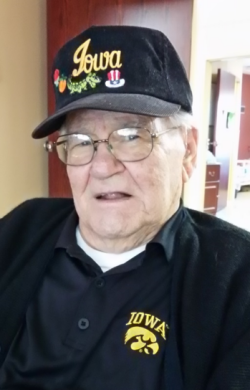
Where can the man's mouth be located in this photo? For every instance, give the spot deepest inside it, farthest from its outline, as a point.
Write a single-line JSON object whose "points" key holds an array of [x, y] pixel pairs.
{"points": [[113, 196]]}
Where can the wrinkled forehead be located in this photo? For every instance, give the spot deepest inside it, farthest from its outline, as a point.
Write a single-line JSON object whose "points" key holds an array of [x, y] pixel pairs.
{"points": [[85, 118]]}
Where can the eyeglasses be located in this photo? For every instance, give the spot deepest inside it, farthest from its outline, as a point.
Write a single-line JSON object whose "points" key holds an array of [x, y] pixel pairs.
{"points": [[127, 145]]}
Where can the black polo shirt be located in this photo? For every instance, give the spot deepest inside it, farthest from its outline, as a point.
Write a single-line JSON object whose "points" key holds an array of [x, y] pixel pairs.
{"points": [[90, 330]]}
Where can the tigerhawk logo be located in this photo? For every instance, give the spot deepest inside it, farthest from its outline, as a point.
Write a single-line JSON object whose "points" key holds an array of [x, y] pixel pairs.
{"points": [[140, 338]]}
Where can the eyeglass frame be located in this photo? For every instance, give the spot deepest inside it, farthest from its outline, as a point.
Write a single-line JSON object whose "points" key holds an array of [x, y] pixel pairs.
{"points": [[50, 146]]}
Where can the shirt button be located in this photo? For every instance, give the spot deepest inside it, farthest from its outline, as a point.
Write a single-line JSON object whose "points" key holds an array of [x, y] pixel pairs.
{"points": [[99, 283], [83, 323]]}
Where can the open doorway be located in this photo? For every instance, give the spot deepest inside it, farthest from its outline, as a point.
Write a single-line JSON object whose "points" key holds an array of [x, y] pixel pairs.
{"points": [[228, 144]]}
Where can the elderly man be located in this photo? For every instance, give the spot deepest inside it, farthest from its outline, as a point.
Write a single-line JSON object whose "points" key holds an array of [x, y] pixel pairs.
{"points": [[122, 288]]}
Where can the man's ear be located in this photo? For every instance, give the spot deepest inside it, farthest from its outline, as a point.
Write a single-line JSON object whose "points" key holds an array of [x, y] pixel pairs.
{"points": [[189, 161]]}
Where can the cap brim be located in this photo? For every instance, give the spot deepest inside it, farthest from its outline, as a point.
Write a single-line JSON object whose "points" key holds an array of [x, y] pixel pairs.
{"points": [[130, 103]]}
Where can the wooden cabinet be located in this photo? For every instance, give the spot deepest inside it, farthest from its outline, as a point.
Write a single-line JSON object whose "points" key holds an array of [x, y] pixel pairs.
{"points": [[212, 188]]}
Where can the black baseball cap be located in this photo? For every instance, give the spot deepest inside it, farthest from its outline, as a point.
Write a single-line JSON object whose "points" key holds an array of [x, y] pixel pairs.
{"points": [[118, 68]]}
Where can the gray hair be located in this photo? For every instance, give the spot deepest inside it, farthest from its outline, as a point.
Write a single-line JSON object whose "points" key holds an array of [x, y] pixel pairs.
{"points": [[181, 119]]}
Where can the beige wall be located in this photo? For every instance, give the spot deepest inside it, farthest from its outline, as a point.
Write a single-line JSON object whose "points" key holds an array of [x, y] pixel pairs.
{"points": [[220, 30], [23, 91]]}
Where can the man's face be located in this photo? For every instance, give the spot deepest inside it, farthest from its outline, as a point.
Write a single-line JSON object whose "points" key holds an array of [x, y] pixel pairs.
{"points": [[125, 203]]}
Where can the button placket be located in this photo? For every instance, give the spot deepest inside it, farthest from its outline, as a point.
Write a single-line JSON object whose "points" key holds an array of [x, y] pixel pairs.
{"points": [[83, 323]]}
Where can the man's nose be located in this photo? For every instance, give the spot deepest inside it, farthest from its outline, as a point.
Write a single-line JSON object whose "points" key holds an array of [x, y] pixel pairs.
{"points": [[104, 164]]}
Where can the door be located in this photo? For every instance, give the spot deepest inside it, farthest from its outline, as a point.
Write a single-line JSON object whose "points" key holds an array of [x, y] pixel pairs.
{"points": [[67, 18], [225, 108]]}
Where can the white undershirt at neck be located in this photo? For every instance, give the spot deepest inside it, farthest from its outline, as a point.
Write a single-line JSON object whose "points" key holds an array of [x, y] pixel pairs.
{"points": [[106, 261]]}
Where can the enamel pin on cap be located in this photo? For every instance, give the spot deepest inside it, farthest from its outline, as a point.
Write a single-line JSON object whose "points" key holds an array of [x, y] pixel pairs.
{"points": [[114, 79]]}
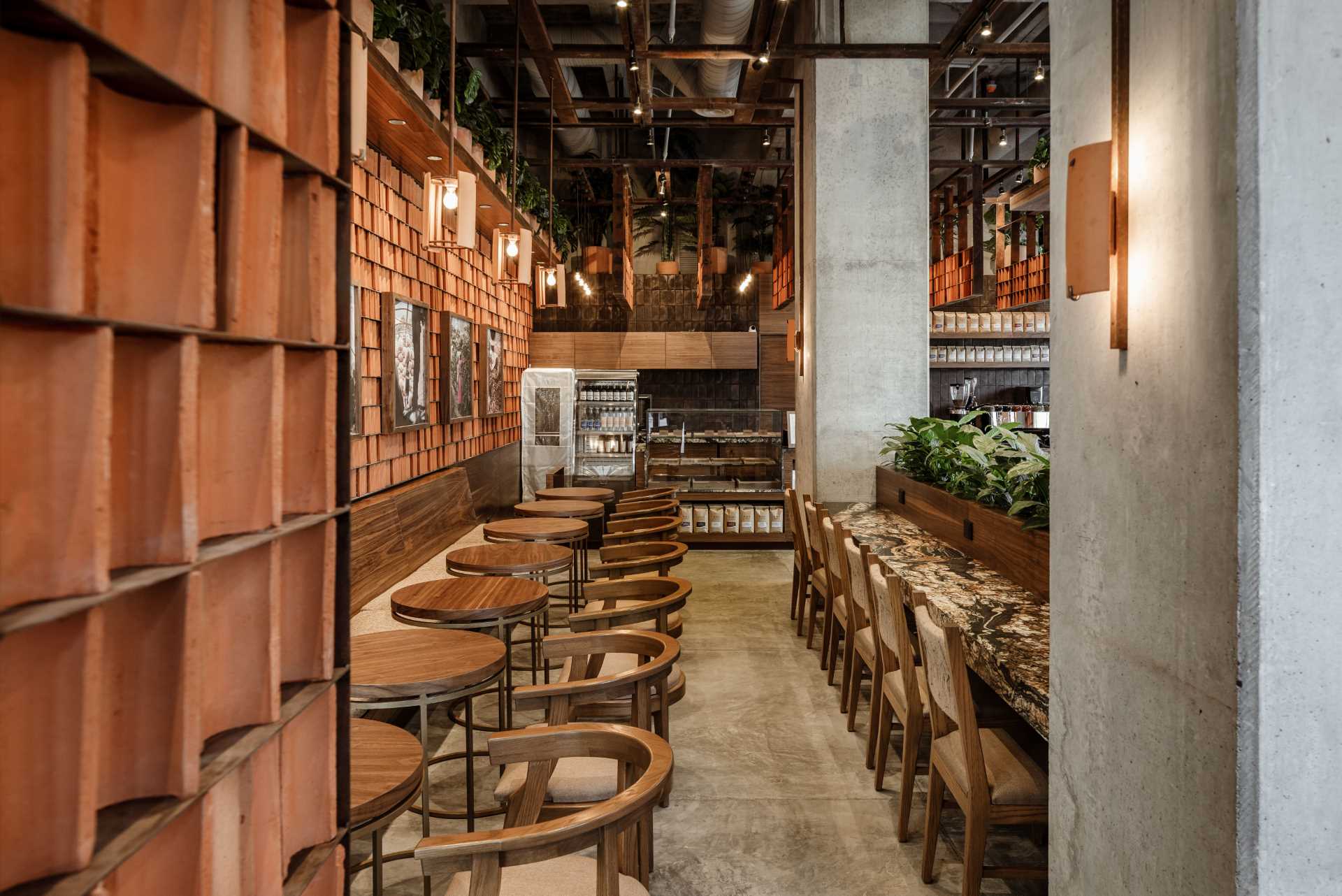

━━━━━━━━━━━━━━━━━━━━━━━━━━━━━━

Set down exactly, and only, the lines from the one holding "Where can the enamel" to the end of the records above, leaving every picture out.

Where can the enamel pin on cap be located in this photo? For every instance, give the spot deepest inside it, farthest from its outline, as a point.
Write a single-line JSON object whose "points" key holds an array of [x, y] pixel pairs.
{"points": [[114, 79]]}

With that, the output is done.